▶ TASK GOAL
Please count the lines in the data below that contain the word "instance", and give only the number.

-- INFORMATION PROVIDED start --

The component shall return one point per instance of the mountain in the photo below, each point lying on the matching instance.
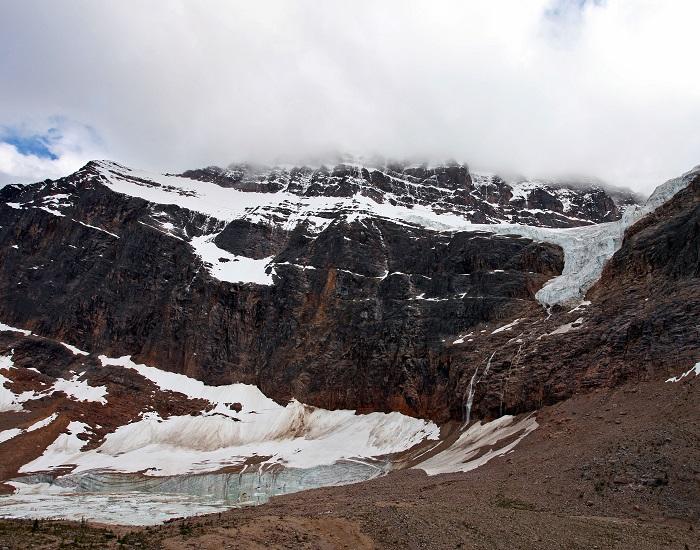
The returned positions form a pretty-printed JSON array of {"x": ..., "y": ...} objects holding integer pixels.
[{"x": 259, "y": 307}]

-- INFORMATION PROVIDED end --
-- INFORMATION PROVIDED start --

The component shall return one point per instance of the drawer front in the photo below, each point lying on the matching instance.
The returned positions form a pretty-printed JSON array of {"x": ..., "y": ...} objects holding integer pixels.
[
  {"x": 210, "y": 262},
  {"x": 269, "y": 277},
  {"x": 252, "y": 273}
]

-- INFORMATION PROVIDED end --

▶ SOLUTION TO THIS TASK
2